--- BEGIN QUOTED PASSAGE ---

Yeah, most definitely. If it was anatomically possible I'd kick my own ass for not buying in on AMD back then.


----------



## Crustybeaver (Jun 26, 2019)

kings said:


> Intel will compete just fine, they have CPUs to cover all the market. Sure, AMD will have more cores in the high-end, but this does not always translate into higher performance for some tasks and the majority of consumers don´t buy CPUs with more than 6/8 cores.
> 
> To say that AMD has no competition from Intel, it's like saying that Nvidia has no competition from AMD, which is wrong. They just don´t have the supremacy like the past 10 years or pré-Ryzen era!
> 
> But overall, this is going to be good to help AMD distance itself from the impression many people have that they are "a second tier brand".



Well in the world of GPUs, they very much are second tier.


----------



## Jism (Jun 26, 2019)

Crustybeaver said:


> Well in the world of GPUs, they very much are second tier.



Not for long. The 5700XT is about to be released and the later Navi (kraken) is coming as well.

Vega was a product that initially was designed for the compute and not gaming space. However with some tweaks you could apply it as a gaming GPU but with lots of overhead.


----------



## EarthDog (Jun 26, 2019)

Jism said:


> Not for long. The 5700XT is about to be released and the later Navi (kraken) is coming as well.



I wouldnt call a 2070 competitor high-end...


----------



## shovenose (Jun 26, 2019)

--- END QUOTED PASSAGE ---
--- BEGIN EXTRACTED MATERIAL ---

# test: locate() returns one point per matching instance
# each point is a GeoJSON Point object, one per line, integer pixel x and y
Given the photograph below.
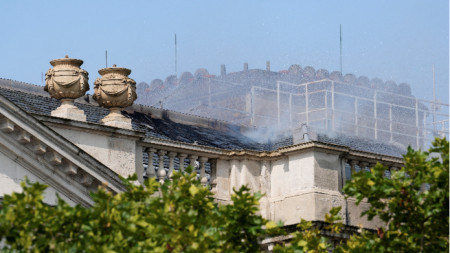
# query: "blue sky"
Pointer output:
{"type": "Point", "coordinates": [392, 40]}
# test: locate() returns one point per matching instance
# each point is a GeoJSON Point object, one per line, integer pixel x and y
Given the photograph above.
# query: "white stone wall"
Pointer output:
{"type": "Point", "coordinates": [117, 153]}
{"type": "Point", "coordinates": [12, 174]}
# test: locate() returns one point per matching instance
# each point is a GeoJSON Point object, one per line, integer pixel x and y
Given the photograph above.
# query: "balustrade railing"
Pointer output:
{"type": "Point", "coordinates": [162, 163]}
{"type": "Point", "coordinates": [353, 165]}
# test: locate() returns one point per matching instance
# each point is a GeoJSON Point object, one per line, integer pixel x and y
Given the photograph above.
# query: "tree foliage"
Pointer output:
{"type": "Point", "coordinates": [181, 216]}
{"type": "Point", "coordinates": [413, 203]}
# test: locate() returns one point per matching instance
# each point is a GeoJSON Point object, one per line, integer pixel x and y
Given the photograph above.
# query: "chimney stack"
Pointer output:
{"type": "Point", "coordinates": [223, 70]}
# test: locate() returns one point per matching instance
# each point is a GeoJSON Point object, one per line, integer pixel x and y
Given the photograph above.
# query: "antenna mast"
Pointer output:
{"type": "Point", "coordinates": [434, 102]}
{"type": "Point", "coordinates": [176, 70]}
{"type": "Point", "coordinates": [340, 44]}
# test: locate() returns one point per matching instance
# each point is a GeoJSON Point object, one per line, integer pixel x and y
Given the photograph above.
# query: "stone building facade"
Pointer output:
{"type": "Point", "coordinates": [74, 142]}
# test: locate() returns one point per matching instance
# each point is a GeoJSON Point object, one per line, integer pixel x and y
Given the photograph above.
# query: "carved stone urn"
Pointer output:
{"type": "Point", "coordinates": [67, 81]}
{"type": "Point", "coordinates": [115, 91]}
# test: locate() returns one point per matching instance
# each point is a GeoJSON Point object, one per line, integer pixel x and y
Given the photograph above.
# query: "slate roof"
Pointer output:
{"type": "Point", "coordinates": [164, 128]}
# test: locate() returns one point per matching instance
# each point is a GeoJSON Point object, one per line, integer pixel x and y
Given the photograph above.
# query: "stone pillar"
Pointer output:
{"type": "Point", "coordinates": [192, 159]}
{"type": "Point", "coordinates": [150, 167]}
{"type": "Point", "coordinates": [213, 178]}
{"type": "Point", "coordinates": [115, 91]}
{"type": "Point", "coordinates": [353, 164]}
{"type": "Point", "coordinates": [181, 158]}
{"type": "Point", "coordinates": [161, 170]}
{"type": "Point", "coordinates": [363, 165]}
{"type": "Point", "coordinates": [67, 81]}
{"type": "Point", "coordinates": [171, 162]}
{"type": "Point", "coordinates": [203, 179]}
{"type": "Point", "coordinates": [223, 70]}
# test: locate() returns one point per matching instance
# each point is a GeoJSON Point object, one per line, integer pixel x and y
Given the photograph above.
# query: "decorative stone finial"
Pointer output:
{"type": "Point", "coordinates": [115, 90]}
{"type": "Point", "coordinates": [67, 81]}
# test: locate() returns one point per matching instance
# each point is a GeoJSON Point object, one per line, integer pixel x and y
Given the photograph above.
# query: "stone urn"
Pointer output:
{"type": "Point", "coordinates": [66, 81]}
{"type": "Point", "coordinates": [115, 91]}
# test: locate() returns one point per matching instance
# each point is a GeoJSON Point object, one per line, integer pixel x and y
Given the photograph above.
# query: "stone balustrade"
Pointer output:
{"type": "Point", "coordinates": [356, 164]}
{"type": "Point", "coordinates": [161, 164]}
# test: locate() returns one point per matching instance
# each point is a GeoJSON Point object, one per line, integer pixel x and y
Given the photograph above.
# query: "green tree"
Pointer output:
{"type": "Point", "coordinates": [179, 216]}
{"type": "Point", "coordinates": [413, 202]}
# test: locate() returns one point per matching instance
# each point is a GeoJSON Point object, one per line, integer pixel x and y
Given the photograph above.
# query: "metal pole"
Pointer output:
{"type": "Point", "coordinates": [290, 110]}
{"type": "Point", "coordinates": [176, 58]}
{"type": "Point", "coordinates": [356, 116]}
{"type": "Point", "coordinates": [307, 105]}
{"type": "Point", "coordinates": [209, 91]}
{"type": "Point", "coordinates": [375, 113]}
{"type": "Point", "coordinates": [340, 43]}
{"type": "Point", "coordinates": [434, 103]}
{"type": "Point", "coordinates": [417, 124]}
{"type": "Point", "coordinates": [326, 110]}
{"type": "Point", "coordinates": [278, 102]}
{"type": "Point", "coordinates": [390, 121]}
{"type": "Point", "coordinates": [332, 107]}
{"type": "Point", "coordinates": [252, 106]}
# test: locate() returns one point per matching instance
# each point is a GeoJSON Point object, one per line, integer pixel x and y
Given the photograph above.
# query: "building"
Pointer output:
{"type": "Point", "coordinates": [76, 146]}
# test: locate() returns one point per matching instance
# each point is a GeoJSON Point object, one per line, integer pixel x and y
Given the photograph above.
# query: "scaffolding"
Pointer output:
{"type": "Point", "coordinates": [325, 105]}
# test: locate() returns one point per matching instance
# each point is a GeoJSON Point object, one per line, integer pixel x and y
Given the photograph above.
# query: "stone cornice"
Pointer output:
{"type": "Point", "coordinates": [224, 154]}
{"type": "Point", "coordinates": [89, 127]}
{"type": "Point", "coordinates": [59, 155]}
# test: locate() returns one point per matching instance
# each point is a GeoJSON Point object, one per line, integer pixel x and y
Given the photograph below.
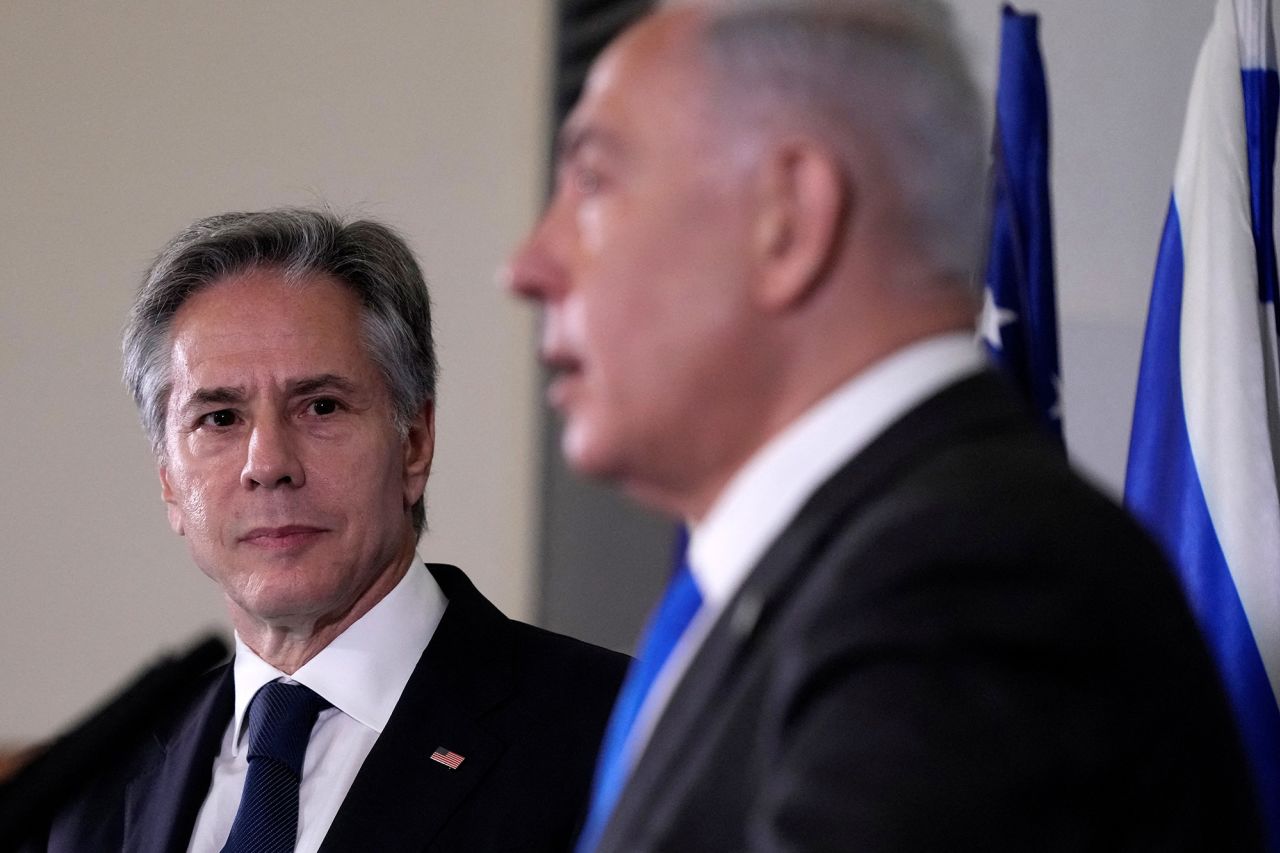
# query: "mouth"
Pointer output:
{"type": "Point", "coordinates": [282, 538]}
{"type": "Point", "coordinates": [565, 370]}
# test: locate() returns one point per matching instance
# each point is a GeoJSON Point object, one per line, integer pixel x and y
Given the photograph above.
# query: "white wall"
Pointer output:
{"type": "Point", "coordinates": [122, 122]}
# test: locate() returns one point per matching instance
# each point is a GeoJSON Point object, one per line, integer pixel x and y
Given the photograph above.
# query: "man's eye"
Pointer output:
{"type": "Point", "coordinates": [586, 182]}
{"type": "Point", "coordinates": [220, 418]}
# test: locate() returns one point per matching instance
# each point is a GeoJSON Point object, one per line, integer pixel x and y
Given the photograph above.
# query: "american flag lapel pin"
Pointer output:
{"type": "Point", "coordinates": [447, 757]}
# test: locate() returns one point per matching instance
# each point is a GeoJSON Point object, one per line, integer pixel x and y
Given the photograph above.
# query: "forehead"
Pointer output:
{"type": "Point", "coordinates": [260, 322]}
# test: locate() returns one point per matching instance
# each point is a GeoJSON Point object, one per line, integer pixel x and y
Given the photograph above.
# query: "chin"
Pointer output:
{"type": "Point", "coordinates": [585, 454]}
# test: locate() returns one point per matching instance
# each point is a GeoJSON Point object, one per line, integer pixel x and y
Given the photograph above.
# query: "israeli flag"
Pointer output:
{"type": "Point", "coordinates": [1206, 428]}
{"type": "Point", "coordinates": [1019, 318]}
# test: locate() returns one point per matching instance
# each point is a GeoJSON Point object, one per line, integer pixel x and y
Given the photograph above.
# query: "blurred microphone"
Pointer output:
{"type": "Point", "coordinates": [39, 789]}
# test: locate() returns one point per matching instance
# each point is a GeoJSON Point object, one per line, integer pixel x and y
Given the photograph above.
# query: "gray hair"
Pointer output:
{"type": "Point", "coordinates": [369, 258]}
{"type": "Point", "coordinates": [890, 72]}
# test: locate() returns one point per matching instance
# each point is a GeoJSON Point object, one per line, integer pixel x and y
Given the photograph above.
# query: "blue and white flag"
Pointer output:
{"type": "Point", "coordinates": [1206, 428]}
{"type": "Point", "coordinates": [1019, 319]}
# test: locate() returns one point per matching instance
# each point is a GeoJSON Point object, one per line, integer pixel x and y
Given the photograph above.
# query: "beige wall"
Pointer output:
{"type": "Point", "coordinates": [119, 123]}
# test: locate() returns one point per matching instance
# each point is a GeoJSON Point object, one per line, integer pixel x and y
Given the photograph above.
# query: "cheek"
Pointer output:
{"type": "Point", "coordinates": [592, 227]}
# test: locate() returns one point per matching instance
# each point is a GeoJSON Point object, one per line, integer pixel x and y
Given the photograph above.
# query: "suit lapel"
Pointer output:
{"type": "Point", "coordinates": [401, 798]}
{"type": "Point", "coordinates": [161, 802]}
{"type": "Point", "coordinates": [973, 407]}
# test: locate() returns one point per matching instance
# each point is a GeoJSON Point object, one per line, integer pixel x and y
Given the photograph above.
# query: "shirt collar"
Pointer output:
{"type": "Point", "coordinates": [365, 669]}
{"type": "Point", "coordinates": [763, 497]}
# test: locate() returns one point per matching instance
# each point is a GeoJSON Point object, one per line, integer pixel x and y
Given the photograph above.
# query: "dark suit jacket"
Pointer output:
{"type": "Point", "coordinates": [525, 707]}
{"type": "Point", "coordinates": [955, 646]}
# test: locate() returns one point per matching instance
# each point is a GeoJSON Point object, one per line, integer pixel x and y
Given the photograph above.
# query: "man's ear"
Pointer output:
{"type": "Point", "coordinates": [419, 452]}
{"type": "Point", "coordinates": [805, 201]}
{"type": "Point", "coordinates": [174, 505]}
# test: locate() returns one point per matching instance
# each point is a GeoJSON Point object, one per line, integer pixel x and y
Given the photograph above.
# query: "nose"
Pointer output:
{"type": "Point", "coordinates": [535, 269]}
{"type": "Point", "coordinates": [272, 460]}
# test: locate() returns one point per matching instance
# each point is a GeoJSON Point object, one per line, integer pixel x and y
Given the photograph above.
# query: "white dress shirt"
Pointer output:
{"type": "Point", "coordinates": [361, 674]}
{"type": "Point", "coordinates": [767, 493]}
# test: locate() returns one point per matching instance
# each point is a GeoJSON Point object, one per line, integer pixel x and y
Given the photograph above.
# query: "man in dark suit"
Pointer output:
{"type": "Point", "coordinates": [283, 366]}
{"type": "Point", "coordinates": [905, 624]}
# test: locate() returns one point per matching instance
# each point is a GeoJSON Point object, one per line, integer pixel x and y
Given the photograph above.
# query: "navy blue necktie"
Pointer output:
{"type": "Point", "coordinates": [675, 612]}
{"type": "Point", "coordinates": [280, 717]}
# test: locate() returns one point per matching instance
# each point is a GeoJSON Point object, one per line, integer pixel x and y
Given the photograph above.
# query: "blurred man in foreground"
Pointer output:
{"type": "Point", "coordinates": [284, 370]}
{"type": "Point", "coordinates": [905, 624]}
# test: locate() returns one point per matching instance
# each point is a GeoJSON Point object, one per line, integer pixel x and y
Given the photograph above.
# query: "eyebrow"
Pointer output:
{"type": "Point", "coordinates": [575, 137]}
{"type": "Point", "coordinates": [324, 382]}
{"type": "Point", "coordinates": [234, 395]}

--- END EXTRACTED MATERIAL ---

» TASKS FOR THIS EXERCISE:
**a)** Reproduce the section of the forum thread on AMD and Intel that opens with the words containing "Vega was a product" and closes with "lots of overhead.".
**b)** In the forum thread on AMD and Intel, what space was Vega initially designed for?
**c)** Write the next part of the forum thread on AMD and Intel, picking up after its last line.
The material shown after the forum thread is separate from it.

» OUTPUTS IN ORDER:
**a)**
Vega was a product that initially was designed for the compute and not gaming space. However with some tweaks you could apply it as a gaming GPU but with lots of overhead.

**b)** Vega was initially designed for the compute space, not gaming.

**c)**
Finally AMD is competing and I'm really happy about it. Seems like desktop CPU performance and price per $ was stagnant, and each generation was only a few % faster with a bit lower power draw, and now we're going to have real competition again. Currently I run mostly Intel stuff (primary PC, home server, 2x ThinkPads) while my secondary PC is an AMD... But I feel like my next primary PC is going to be AMD Ryzen.


----------



## StrayKAT (Jun 26, 2019)

Jism said:


> Not for long. The 5700XT is about to be released and the later Navi (kraken) is coming as well.
> 
> Vega was a product that initially was designed for the compute and not gaming space. However with some tweaks you could apply it as a gaming GPU but with lots of overhead.



I think it's quite nice for the gaming space: Because of Freesync. That has nothing to do with Compute obviously. This appears to be compelling enough that TVs now have that feature (which is why I bought a Samsung with it). Sure, I'm missing the raw performance of Nvidia, but this stuff wins me over.

I still stick with Intel on the cpu/mobo end because of the surrounding features too.. even if they're slouching on performance. Mostly U.2/Optane, but it seems XMP works better as well. I'm probably forgetting something. But the point is, I like both companies for their ecosystem in these spaces.


----------



## Fluffmeister (Jun 26, 2019)

EarthDog said:


> I wouldnt call a 2070 competitor high-end...



I keep forgetting the 2070 uses a 106 tier chip too, ouch.


----------



## Vayra86 (Jun 26, 2019)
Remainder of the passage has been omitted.